What is being asked: From the first line of the records through the line containing "--fill-rule evenodd", retype every line exactly and nothing else.

Stored items
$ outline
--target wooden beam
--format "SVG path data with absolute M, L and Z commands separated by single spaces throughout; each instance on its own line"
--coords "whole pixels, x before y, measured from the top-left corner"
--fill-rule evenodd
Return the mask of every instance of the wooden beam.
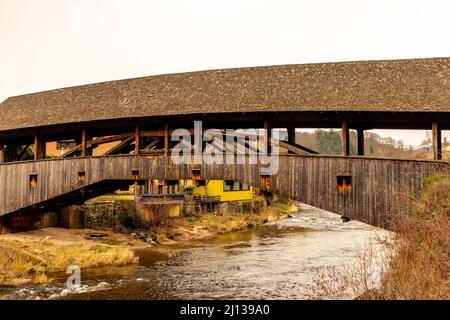
M 350 128 L 347 119 L 342 120 L 342 155 L 350 155 Z
M 108 143 L 108 142 L 114 142 L 114 141 L 119 141 L 119 140 L 124 140 L 128 137 L 134 137 L 134 133 L 124 133 L 124 134 L 118 134 L 115 136 L 109 136 L 109 137 L 101 137 L 101 138 L 96 138 L 94 140 L 88 141 L 87 142 L 87 147 L 91 147 L 91 148 L 95 148 L 100 144 L 104 144 L 104 143 Z
M 77 153 L 78 151 L 80 151 L 80 150 L 81 150 L 81 144 L 79 144 L 79 145 L 73 147 L 73 148 L 70 149 L 70 150 L 67 150 L 67 151 L 64 152 L 62 155 L 60 155 L 58 158 L 59 158 L 59 159 L 69 158 L 69 157 L 71 157 L 71 156 L 76 155 L 76 153 Z
M 141 149 L 139 151 L 141 154 L 144 155 L 160 155 L 160 154 L 164 154 L 164 149 L 152 149 L 152 150 L 145 150 L 145 149 Z
M 317 151 L 314 151 L 312 149 L 309 149 L 307 147 L 301 146 L 299 144 L 290 144 L 286 141 L 278 141 L 278 144 L 280 147 L 287 149 L 288 151 L 295 153 L 295 154 L 319 154 Z
M 45 136 L 35 132 L 34 134 L 34 160 L 45 159 Z
M 5 162 L 5 145 L 0 143 L 0 163 Z
M 218 145 L 217 144 L 217 142 L 216 141 L 211 141 L 210 143 L 209 143 L 209 145 L 211 146 L 211 147 L 213 147 L 214 149 L 216 149 L 217 151 L 219 151 L 220 153 L 226 153 L 226 150 L 224 149 L 224 145 L 225 144 L 225 142 L 223 142 L 222 143 L 222 146 L 220 146 L 220 145 Z
M 142 150 L 146 150 L 146 151 L 152 150 L 152 148 L 155 147 L 160 141 L 161 141 L 160 139 L 153 140 L 152 142 L 150 142 L 148 144 L 148 146 L 146 146 L 144 149 L 141 149 L 141 152 L 142 152 Z
M 169 133 L 171 133 L 169 131 Z M 164 137 L 164 130 L 141 131 L 141 138 L 161 138 Z
M 442 160 L 442 135 L 441 128 L 437 121 L 431 124 L 432 142 L 433 142 L 433 159 Z
M 203 124 L 200 121 L 194 121 L 194 157 L 193 164 L 198 165 L 203 161 Z
M 109 155 L 112 155 L 112 154 L 116 154 L 117 152 L 119 152 L 120 150 L 125 148 L 126 146 L 130 145 L 133 142 L 133 140 L 134 140 L 134 136 L 126 138 L 121 143 L 119 143 L 117 146 L 114 146 L 111 149 L 109 149 L 108 151 L 106 151 L 104 153 L 104 155 L 105 156 L 109 156 Z
M 164 156 L 169 154 L 169 124 L 164 124 Z
M 287 132 L 288 132 L 288 142 L 291 145 L 294 145 L 295 144 L 295 127 L 287 128 Z
M 358 129 L 356 130 L 356 134 L 358 136 L 358 156 L 364 155 L 364 130 Z
M 17 160 L 21 160 L 22 157 L 25 155 L 25 152 L 27 152 L 28 148 L 30 147 L 29 144 L 25 145 L 22 149 L 22 151 L 20 151 L 19 155 L 17 156 Z
M 265 143 L 265 150 L 267 154 L 271 153 L 270 150 L 270 138 L 271 138 L 271 130 L 270 130 L 270 122 L 269 120 L 264 121 L 264 143 Z
M 258 153 L 258 148 L 254 147 L 252 145 L 250 145 L 248 143 L 248 141 L 244 140 L 242 141 L 242 139 L 236 139 L 236 147 L 239 148 L 239 146 L 241 146 L 242 148 L 244 148 L 244 152 L 250 154 L 250 151 L 254 152 L 254 153 Z M 247 150 L 249 150 L 249 152 L 247 152 Z
M 187 141 L 185 141 L 184 139 L 181 139 L 179 142 L 178 142 L 180 145 L 183 145 L 185 148 L 184 149 L 189 149 L 189 150 L 191 150 L 191 152 L 193 151 L 193 149 L 194 149 L 194 146 L 192 145 L 192 143 L 188 143 Z
M 81 130 L 81 156 L 82 157 L 90 157 L 92 156 L 92 148 L 89 148 L 89 142 L 92 140 L 92 137 L 89 135 L 87 129 Z
M 134 132 L 134 154 L 139 155 L 141 149 L 141 128 L 139 124 L 136 125 L 136 130 Z
M 101 137 L 101 138 L 96 138 L 94 140 L 90 140 L 86 142 L 86 148 L 95 148 L 100 144 L 104 144 L 104 143 L 108 143 L 108 142 L 114 142 L 114 141 L 119 141 L 119 140 L 124 140 L 126 138 L 129 137 L 133 137 L 134 138 L 134 133 L 126 133 L 126 134 L 119 134 L 119 135 L 115 135 L 115 136 L 110 136 L 110 137 Z M 76 145 L 75 147 L 73 147 L 72 149 L 66 151 L 64 154 L 60 155 L 58 158 L 63 159 L 63 158 L 68 158 L 71 156 L 74 156 L 78 151 L 81 150 L 81 140 L 78 140 L 80 143 L 78 145 Z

Result for this exercise:
$ outline
--target wooden beam
--format "SVG path data with absolute M, L and Z commands separated by single spaces throughout; each instance on its own line"
--coords "whole pixels, x before y, measured from the top-left corner"
--fill-rule evenodd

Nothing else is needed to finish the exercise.